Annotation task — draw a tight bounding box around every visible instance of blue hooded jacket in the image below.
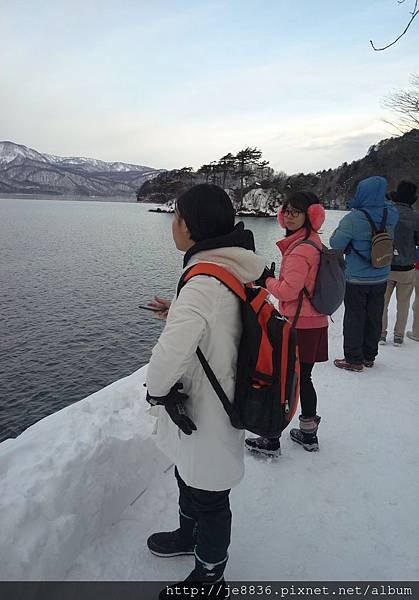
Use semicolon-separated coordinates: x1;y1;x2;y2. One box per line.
330;177;399;285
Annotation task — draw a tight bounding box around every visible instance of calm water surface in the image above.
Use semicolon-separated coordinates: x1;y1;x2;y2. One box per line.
0;198;342;441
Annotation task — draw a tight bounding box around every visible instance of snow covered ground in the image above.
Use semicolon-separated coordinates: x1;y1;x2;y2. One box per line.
0;292;419;581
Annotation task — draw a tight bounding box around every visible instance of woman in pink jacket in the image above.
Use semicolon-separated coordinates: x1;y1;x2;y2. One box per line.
246;191;328;456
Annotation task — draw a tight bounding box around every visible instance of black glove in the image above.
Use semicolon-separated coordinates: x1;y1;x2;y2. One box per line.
146;382;196;435
254;263;275;287
165;394;196;435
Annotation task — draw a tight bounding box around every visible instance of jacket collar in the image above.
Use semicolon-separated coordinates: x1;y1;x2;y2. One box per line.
276;227;311;255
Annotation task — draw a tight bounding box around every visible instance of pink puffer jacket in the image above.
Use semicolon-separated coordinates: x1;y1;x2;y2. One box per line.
266;228;328;329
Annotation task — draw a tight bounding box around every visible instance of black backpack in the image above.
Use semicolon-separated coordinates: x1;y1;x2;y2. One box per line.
178;263;300;437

####

- Instructions to follow
Rewrite this listing with "Annotation task" changed to "Labeling job" everywhere it appears, keeping everything else the same. Leave out the pictures.

- Answer to the exercise
Labeling job — draw a tight bounding box around every visible instance of blue hooded jacket in the image below.
Use semicolon-separated coordinates: x1;y1;x2;y2. One box per line.
330;177;399;285
Labeling job — draw a tight bounding box around every visible instance of calm water surface in the image above.
Use semicolon-separated coordinates: x1;y1;x2;y2. One box per line.
0;198;342;441
Labeling job — draw a tight bounding box around every visible instance of snow covered ground in the image above.
Use semicolon-separated coordinates: x1;y1;x2;y2. One box per line.
0;292;419;581
Labeling job — draw a tight bounding box around every visible instance of woman in pink jacket in the image above.
Use semicolon-separated coordinates: x1;y1;x2;y2. One box per line.
246;191;328;456
Labeling job — draw a tight bounding box around every visible instance of black glove in the image above.
Use semicolon-separated coordinates: x1;y1;x2;y2. One box per line.
146;382;196;435
254;263;275;287
165;394;196;435
Labeling job — draw a tight bounding box around every visible instance of jacket collar in the image above.
Use semicolon-separated coordinates: x1;y1;x2;y2. One box per line.
276;227;311;255
Labeling job — draw a tight bounding box around every visible instance of pink puffer jacket in the image above.
Use semicolon-separated coordinates: x1;y1;x2;y2. One box per line.
266;228;328;329
Labeling job — draw a tight bounding box around every visible instance of black backpack in the image above.
Use semicolon-separated coordinates: x1;y1;x2;y2. One box per line.
178;263;300;437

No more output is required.